**SOURCE MATERIAL**.
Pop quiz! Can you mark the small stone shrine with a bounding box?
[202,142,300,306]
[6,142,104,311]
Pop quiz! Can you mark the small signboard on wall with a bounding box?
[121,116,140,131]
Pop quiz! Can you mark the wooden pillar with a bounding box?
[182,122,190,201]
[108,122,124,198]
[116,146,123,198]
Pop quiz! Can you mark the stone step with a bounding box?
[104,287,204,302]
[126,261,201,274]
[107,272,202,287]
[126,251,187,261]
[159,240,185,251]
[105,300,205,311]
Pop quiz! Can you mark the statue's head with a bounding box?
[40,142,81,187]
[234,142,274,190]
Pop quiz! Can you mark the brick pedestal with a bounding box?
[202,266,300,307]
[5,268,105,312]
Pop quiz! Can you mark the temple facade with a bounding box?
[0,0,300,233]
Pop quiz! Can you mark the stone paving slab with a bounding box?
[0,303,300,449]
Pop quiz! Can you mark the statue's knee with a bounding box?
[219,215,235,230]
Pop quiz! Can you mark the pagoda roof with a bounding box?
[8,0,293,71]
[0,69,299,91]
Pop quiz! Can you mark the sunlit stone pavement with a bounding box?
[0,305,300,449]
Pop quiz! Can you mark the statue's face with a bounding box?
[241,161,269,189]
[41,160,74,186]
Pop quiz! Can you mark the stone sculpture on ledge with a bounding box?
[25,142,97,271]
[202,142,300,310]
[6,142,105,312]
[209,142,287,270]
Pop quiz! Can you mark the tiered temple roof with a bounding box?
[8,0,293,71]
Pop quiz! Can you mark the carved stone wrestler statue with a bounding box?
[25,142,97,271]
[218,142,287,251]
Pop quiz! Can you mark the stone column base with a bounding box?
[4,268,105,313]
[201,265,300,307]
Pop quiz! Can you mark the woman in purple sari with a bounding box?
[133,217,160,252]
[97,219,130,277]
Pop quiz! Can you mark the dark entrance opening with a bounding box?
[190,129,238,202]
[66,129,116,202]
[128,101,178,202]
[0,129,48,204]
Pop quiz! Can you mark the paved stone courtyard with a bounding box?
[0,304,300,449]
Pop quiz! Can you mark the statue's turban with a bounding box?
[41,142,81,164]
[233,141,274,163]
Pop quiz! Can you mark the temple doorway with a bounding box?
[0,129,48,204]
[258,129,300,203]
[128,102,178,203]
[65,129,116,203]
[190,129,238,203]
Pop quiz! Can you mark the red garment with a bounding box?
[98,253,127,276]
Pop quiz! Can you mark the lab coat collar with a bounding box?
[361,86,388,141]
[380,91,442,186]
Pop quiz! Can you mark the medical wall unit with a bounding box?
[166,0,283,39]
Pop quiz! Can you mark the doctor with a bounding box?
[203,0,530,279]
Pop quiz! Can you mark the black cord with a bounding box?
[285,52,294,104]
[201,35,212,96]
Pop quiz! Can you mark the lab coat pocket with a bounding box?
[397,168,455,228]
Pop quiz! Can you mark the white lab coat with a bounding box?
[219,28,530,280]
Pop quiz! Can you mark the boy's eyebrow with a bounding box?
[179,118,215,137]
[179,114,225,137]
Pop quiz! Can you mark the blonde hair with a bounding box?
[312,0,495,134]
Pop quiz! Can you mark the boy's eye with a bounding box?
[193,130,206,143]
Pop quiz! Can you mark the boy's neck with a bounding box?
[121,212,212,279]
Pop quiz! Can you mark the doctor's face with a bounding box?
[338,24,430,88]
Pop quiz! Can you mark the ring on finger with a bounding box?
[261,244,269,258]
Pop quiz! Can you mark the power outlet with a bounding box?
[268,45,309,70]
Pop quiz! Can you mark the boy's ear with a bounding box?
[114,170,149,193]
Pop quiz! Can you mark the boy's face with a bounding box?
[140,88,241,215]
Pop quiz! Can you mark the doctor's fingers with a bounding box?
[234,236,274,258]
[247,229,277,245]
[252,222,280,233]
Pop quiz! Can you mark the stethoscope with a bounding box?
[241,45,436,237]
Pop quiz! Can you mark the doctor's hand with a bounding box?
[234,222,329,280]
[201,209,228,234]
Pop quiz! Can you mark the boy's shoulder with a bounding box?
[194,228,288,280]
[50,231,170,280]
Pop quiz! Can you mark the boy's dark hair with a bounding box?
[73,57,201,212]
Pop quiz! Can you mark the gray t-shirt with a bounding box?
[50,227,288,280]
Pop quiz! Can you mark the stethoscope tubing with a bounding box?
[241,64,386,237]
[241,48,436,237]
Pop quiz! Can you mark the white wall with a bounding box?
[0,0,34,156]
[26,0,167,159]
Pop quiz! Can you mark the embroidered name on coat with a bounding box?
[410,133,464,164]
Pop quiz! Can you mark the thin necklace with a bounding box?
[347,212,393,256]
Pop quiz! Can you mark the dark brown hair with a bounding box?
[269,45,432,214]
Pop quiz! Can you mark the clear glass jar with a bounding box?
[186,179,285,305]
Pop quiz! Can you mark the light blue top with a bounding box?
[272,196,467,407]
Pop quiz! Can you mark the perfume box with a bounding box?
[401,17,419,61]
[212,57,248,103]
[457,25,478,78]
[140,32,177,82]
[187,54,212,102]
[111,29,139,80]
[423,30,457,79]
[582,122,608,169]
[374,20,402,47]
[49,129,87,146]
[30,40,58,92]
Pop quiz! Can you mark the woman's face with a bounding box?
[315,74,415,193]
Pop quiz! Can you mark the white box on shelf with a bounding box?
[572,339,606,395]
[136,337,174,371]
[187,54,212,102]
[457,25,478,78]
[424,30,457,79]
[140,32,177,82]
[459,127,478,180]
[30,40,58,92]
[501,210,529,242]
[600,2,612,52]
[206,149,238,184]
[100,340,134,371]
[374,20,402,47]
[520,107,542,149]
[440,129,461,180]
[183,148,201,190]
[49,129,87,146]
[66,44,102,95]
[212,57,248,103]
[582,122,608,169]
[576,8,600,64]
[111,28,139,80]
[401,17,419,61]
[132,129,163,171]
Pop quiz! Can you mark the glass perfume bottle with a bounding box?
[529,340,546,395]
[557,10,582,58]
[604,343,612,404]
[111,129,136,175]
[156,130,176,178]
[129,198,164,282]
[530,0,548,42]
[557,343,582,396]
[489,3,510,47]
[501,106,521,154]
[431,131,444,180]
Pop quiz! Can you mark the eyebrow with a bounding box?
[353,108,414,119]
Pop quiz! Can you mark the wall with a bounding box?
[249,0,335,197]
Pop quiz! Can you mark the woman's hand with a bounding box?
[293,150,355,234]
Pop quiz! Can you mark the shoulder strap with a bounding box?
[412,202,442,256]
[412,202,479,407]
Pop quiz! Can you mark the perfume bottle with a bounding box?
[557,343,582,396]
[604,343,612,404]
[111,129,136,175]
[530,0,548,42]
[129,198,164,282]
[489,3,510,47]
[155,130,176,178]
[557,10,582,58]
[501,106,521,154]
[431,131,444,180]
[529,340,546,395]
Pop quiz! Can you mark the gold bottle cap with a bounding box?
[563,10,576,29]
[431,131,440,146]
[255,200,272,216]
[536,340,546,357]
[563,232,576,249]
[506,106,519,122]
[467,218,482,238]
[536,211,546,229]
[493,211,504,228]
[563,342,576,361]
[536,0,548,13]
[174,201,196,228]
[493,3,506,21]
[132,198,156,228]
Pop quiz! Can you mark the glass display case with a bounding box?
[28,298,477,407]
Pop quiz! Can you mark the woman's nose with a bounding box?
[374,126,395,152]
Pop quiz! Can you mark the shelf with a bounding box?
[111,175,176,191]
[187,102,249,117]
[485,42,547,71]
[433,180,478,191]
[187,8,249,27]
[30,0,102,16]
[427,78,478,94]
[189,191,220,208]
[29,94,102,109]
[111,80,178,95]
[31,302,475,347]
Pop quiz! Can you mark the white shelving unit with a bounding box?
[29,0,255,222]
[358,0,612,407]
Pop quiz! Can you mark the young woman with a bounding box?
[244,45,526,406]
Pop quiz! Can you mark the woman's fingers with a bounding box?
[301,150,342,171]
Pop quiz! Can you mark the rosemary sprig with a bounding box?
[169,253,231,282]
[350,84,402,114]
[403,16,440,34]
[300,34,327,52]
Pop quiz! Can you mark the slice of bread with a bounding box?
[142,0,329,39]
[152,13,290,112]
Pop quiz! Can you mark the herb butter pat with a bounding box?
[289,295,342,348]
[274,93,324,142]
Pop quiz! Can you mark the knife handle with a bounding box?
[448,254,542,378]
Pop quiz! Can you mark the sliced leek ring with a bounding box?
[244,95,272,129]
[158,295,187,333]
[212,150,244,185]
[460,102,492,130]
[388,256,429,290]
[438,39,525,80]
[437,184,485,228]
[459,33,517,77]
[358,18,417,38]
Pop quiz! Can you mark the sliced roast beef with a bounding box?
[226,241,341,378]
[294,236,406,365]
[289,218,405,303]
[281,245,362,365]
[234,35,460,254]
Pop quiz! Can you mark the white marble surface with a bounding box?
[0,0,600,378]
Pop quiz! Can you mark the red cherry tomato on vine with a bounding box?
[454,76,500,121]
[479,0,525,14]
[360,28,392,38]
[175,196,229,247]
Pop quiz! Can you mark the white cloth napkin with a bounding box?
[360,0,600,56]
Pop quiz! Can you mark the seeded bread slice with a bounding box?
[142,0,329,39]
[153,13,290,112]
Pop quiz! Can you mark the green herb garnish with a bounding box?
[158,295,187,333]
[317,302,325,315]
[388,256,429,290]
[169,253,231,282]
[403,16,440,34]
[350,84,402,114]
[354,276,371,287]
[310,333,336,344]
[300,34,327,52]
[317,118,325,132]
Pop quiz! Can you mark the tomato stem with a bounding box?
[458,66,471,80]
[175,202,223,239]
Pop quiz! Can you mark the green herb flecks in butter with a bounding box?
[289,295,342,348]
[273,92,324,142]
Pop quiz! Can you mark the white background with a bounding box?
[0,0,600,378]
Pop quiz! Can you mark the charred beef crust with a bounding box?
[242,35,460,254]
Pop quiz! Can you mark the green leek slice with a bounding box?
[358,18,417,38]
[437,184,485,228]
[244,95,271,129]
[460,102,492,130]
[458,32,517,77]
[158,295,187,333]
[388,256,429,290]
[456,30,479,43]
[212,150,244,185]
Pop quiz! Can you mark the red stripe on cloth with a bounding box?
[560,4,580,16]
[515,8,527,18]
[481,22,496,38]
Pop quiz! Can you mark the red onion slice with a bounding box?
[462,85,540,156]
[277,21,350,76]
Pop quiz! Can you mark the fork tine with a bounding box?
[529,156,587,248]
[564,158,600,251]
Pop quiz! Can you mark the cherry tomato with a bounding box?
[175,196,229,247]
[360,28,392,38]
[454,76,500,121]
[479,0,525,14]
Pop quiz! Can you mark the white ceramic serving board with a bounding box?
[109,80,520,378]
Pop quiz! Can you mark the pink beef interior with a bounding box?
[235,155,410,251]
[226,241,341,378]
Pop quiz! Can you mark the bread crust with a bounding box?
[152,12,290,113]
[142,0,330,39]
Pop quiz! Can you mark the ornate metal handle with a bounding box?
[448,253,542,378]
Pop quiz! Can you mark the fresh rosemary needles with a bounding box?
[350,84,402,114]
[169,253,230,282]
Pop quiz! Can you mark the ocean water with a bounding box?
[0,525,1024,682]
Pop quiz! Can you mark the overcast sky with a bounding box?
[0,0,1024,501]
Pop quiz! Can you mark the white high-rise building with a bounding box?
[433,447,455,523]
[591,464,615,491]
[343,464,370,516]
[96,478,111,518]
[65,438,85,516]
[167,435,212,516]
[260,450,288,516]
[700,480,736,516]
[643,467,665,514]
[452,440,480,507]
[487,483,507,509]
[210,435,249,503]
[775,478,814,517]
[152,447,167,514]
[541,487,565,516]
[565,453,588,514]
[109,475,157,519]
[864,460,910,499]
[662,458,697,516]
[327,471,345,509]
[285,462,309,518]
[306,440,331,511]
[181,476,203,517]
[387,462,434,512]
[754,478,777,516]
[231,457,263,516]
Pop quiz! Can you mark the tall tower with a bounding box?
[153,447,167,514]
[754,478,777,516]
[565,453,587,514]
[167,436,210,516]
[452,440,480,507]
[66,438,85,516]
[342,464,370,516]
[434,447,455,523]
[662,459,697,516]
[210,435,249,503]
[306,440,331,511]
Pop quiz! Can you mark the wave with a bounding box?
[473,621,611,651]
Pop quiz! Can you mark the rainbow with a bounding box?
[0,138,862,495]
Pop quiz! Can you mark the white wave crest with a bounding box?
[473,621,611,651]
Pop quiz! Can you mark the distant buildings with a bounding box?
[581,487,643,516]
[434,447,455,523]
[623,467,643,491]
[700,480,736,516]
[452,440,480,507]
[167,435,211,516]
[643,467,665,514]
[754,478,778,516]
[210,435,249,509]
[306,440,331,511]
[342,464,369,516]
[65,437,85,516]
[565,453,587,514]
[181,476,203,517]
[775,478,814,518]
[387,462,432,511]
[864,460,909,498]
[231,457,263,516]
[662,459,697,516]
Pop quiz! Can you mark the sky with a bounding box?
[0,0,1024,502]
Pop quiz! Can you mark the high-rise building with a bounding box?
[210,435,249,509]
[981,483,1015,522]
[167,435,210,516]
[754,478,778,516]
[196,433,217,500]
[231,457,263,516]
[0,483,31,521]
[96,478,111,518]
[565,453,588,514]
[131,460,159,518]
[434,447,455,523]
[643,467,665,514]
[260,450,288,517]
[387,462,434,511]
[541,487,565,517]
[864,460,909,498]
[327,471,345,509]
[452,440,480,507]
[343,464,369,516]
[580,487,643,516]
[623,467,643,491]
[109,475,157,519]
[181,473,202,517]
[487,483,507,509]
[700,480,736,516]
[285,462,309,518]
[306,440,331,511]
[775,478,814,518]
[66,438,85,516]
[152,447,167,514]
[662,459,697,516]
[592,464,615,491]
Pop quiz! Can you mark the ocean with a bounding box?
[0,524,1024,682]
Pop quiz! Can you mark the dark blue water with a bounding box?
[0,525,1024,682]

**GIVEN INSTRUCTION**.
Copy the entries word for word, from their first line through the line containing "[233,141,274,163]", inclusive.

**ANSWER TO THIS EXERCISE**.
Pop quiz! Can you mark the small stone shrine with a bounding box?
[202,142,300,306]
[6,142,104,311]
Pop quiz! Can you mark the small signboard on wall with a bounding box?
[121,116,140,131]
Pop quiz! Can you mark the wooden pillar with a bounding box?
[182,122,190,201]
[108,122,124,198]
[116,146,123,198]
Pop quiz! Can you mark the stone step with a bounding box?
[104,287,204,302]
[126,261,201,274]
[107,272,202,287]
[126,251,187,261]
[159,240,185,251]
[105,300,205,311]
Pop quiz! Can you mark the statue's head with a bounding box?
[40,142,81,187]
[234,142,274,190]
Pop quiz! Can you mark the brick pedestal with a bounding box?
[202,266,300,307]
[5,268,105,312]
Pop quiz! Can you mark the temple facade with a bounding box?
[0,0,300,233]
Pop quiz! Can you mark the stone paving slab with a bounding box?
[0,303,300,449]
Pop quiz! Can you mark the statue's knee with a bounding box?
[219,215,235,230]
Pop quiz! Can you mark the pagoda roof with a bounding box?
[8,0,293,71]
[0,69,299,91]
Pop quiz! Can you mark the sunlit stone pavement with a bounding box?
[0,305,300,449]
Pop quiz! Can you mark the statue's face with a bounding box?
[241,161,269,189]
[41,160,74,186]
Pop quiz! Can you mark the stone sculpture on ledge with a bounding box?
[25,142,97,271]
[202,142,300,310]
[6,142,105,312]
[209,142,287,270]
Pop quiz! Can you mark the tiered temple roof with a bounding box?
[8,0,293,71]
Pop quiz! Can you mark the carved stone wrestler statue with a bounding box?
[25,142,97,271]
[218,142,287,251]
Pop quiz! Can you mark the stone column base with a bounding box?
[4,268,105,313]
[201,265,300,307]
Pop quiz! Can you mark the woman in purple sari with a bounding box?
[133,217,160,252]
[97,219,130,277]
Pop quiz! Can you mark the dark entrance opening with a bounding box?
[190,129,238,202]
[66,129,116,202]
[128,101,178,202]
[0,129,48,204]
Pop quiz! Can you mark the paved stone courtyard with a bounding box?
[0,304,300,449]
Pop quiz! Can you mark the statue's turban with a bounding box?
[41,142,81,164]
[233,141,274,163]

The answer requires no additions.